→ **TASK STATEMENT**
The expected answer comprises all lines from the entries that contain the string "below".

→ **GIVEN ENTRIES**
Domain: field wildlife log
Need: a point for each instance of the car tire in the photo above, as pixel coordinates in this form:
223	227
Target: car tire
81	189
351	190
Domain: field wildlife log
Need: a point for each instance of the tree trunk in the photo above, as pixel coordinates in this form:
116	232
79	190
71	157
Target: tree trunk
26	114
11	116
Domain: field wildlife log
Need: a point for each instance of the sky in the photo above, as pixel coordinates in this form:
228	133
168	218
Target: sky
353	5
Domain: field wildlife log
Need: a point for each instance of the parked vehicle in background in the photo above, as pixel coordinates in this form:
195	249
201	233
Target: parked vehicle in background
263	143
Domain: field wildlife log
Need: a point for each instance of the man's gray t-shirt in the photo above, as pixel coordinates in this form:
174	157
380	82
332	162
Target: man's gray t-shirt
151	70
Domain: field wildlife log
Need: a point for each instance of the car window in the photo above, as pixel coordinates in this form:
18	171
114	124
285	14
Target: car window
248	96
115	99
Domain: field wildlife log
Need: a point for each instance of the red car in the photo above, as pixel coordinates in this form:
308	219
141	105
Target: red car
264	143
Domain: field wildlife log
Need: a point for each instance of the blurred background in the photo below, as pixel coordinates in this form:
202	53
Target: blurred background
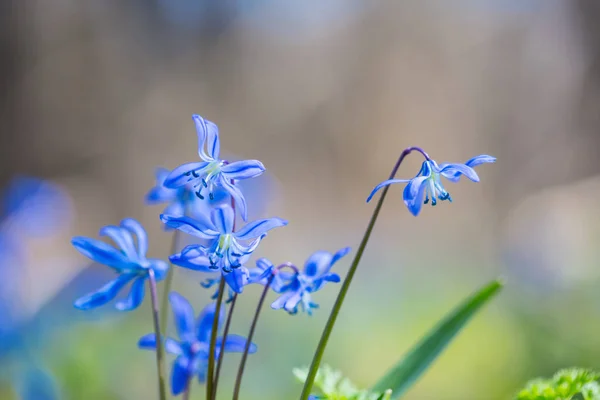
95	94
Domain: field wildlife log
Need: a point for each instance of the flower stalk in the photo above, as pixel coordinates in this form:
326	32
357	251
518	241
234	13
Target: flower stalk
223	340
164	307
312	372
160	353
263	296
213	342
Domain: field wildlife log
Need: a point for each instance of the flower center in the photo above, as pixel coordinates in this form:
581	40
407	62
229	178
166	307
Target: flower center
223	254
435	190
209	176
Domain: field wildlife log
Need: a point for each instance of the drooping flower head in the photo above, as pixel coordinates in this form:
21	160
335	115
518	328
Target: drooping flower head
226	250
428	181
129	261
213	172
193	347
182	200
296	288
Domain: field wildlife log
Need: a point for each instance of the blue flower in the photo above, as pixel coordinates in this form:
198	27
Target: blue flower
129	262
428	182
193	348
213	172
182	200
298	286
224	252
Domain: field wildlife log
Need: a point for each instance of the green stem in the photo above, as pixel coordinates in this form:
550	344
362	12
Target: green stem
160	353
238	381
164	306
223	340
213	342
312	373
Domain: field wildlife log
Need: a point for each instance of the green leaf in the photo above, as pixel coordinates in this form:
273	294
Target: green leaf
410	368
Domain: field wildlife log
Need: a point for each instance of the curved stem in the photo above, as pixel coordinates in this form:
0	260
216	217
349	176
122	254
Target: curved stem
160	353
312	372
164	306
225	333
186	394
213	342
238	380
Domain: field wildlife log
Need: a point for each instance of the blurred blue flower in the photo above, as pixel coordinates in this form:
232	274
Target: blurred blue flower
34	207
239	277
29	208
296	288
224	252
193	348
428	182
129	261
182	200
213	172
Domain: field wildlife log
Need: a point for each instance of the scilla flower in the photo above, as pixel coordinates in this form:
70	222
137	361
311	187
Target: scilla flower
213	172
428	182
192	349
226	250
129	261
182	200
298	286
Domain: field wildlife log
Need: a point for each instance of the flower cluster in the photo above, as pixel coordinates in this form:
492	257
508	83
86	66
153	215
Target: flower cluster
203	199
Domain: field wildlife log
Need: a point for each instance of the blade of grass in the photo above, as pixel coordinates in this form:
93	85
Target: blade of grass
406	372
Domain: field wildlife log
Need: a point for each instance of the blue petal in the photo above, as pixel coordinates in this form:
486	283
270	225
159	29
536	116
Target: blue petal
257	228
176	209
159	267
160	194
223	218
205	321
191	226
135	297
236	194
138	230
122	238
236	279
318	283
102	253
484	158
243	169
180	375
105	294
287	301
383	184
182	175
148	342
451	170
413	194
237	344
208	134
184	317
193	259
318	263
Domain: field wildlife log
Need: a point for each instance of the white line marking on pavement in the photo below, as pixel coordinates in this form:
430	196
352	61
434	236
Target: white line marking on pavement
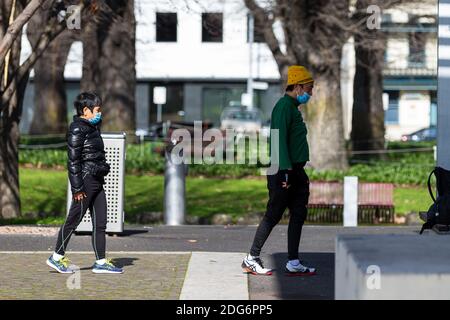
215	276
91	252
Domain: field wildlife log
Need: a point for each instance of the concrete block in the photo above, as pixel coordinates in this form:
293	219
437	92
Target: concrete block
391	267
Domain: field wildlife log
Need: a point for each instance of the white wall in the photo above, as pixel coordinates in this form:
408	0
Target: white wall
189	57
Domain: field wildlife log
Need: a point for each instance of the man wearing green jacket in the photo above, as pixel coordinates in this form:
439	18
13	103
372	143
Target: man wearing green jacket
289	186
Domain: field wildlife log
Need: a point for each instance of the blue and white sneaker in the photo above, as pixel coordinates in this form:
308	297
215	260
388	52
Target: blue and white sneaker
62	266
299	269
107	267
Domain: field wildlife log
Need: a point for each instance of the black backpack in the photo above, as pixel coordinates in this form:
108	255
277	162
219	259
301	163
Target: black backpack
439	212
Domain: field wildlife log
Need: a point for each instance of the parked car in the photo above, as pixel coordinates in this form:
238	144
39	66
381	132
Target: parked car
427	134
241	119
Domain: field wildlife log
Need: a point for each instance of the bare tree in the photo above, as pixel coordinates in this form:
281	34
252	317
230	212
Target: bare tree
109	62
50	111
314	33
14	15
368	129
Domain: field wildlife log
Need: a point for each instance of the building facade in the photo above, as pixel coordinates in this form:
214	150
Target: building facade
199	50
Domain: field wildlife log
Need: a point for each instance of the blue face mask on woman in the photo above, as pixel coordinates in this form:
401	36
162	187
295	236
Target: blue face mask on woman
96	119
304	98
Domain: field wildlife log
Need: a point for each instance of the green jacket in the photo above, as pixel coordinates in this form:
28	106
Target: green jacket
293	145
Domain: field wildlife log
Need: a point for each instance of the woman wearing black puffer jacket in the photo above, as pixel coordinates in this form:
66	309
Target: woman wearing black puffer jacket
87	168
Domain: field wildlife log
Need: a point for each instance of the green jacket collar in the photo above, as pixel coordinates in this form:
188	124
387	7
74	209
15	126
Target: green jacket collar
292	100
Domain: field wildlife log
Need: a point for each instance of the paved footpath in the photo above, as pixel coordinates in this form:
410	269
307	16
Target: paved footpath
188	262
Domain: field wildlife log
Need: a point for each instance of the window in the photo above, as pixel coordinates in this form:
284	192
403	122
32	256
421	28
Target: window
174	107
391	114
258	31
212	27
166	27
417	42
433	109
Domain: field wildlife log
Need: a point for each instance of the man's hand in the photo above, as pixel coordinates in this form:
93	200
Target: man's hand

→ **EXERCISE OUTPUT**
Need: a point for each instance of the blurred background in the photo below, as pixel coordinates in this form:
Need: a point for each instance of the white line marking on pavement in the photo below, as pixel coordinates in this form:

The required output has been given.